PROBLEMS AND TASKS -
1. Translate this sentence from the article on communities feeding one another during the pandemic into Spanish: "The check specified that the tip was to be split evenly between five staff members."
2. Continue the article on communities feeding one another during the pandemic, starting after its final sentence.

[EXTRACT TO READ — start]

Heroes Helping Feed Communities Across the Country


Lama Younis, Staff Writer

The world is in a state of panic. There is a fatal virus sweeping across the globe, and it seems this is just the horrible beginning of a deadly pandemic. With such turmoil everywhere, one might think that an “every man for himself” mentality might take over the large majority. However, it seems like communities are coming together to feed and aid one another, while simultaneously social distancing. Stories of neighborhoods applauding doctors, communities singing from their porches, and other beautiful instances of humanity have made watching the news a little less tragic. What are some communities in the United States doing to help each other survive this scary time and what can you do?

According to a Fox 40 article, hours before Ohio Governor Mike DeWine announced that all restaurants would be closed to dine-in customers, one generous customer left a $2,500 tip on a $29.75 bill at a Coaches Bar & Grill. The check specified that the tip was to be split evenly between five staff members. The same article shared another instance where a couple left a $9,400 tip on a $90.12 bill at a restaurant in Houston named Irma’s Southwest; the tip was split over 30 employees.

“They were amazed that a client would care enough about them to leave that amount to help them get through this tough time,” said Louis Galvan, the owner of the Houston restaurant. So, if you see an opportunity to tip or donate even a little bit of cash, it would be greatly appreciated by any struggling businesses.

Just as customers have been aiding restaurants, food trucks are giving back to communities across the nation. A News 4 Article explains how Nashville food truck owners Andre Bell and Derek Fulton have taken a major hit due to the pandemic. They decided to bring their trucks to neighborhoods, where folks are hunkered down in self isolation.

“We’re trying to work with food delivery services, that way we can get food to people staying at home, trying to get the food to you by any means possible,” said Bell.

[EXTRACT TO READ — finish]
[DATA EXCERPT — start]

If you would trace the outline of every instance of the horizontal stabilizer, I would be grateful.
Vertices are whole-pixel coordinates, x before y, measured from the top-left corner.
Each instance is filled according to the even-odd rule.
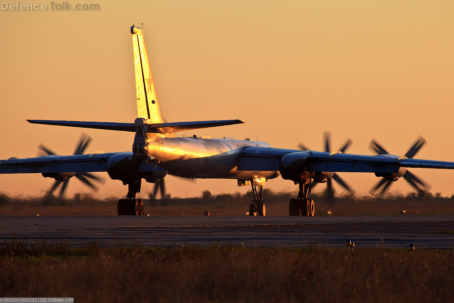
[[[137,126],[134,123],[67,121],[63,120],[27,120],[27,121],[30,123],[35,123],[36,124],[60,125],[61,126],[72,126],[73,127],[83,127],[85,128],[96,128],[98,129],[107,129],[109,130],[119,130],[122,131],[135,132],[137,130]],[[244,121],[240,120],[172,122],[146,124],[145,126],[147,127],[145,127],[144,129],[146,129],[147,132],[164,134],[176,131],[183,131],[190,129],[196,129],[198,128],[206,128],[207,127],[232,125],[233,124],[238,124],[244,123]]]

[DATA EXCERPT — finish]

RESPONSES PER TASK -
1. El cheque especificaba que la propina debía repartirse a partes iguales entre cinco miembros del personal.

2.
Landon Lyon, president of the Nashville Food Truck Association, said that people are happy to see the trucks in their neighborhood.

“First thing people say, thank you so much for coming out to our neighborhood. Saves them from having to get out of their homes,” said Lyon to News 4’s Alan Frio.

In addition to hefty tips and food truck service, there has been a large increase of donations to food banks. In Iowa, the Prairie Meadows Casino & Racetrack donated 2,775 pounds to Des Moines Area Religious Council(DMARC) according to an article by Channel 13 News. The article also shared that not only are donations increasing, but so is the use of food banks and pantries.

“As of Tuesday’s numbers, I guess we’ve seen a 33 percent increase in food pantry use since March of last year at the same time,” said Luke Elzinga, DMARC Communications Manager. If you could donate any food to local food pantries, you could be providing dinner for someone in need. Anything helps whether its one can of beans or 3,000 pounds of food.

Other than donating and helping your community, just remember to take care of yourself. Stay away from large gatherings, but don’t forget to go outside every now and then. Watch some Netflix. Spend time with your family. Keep your head high and stay safe.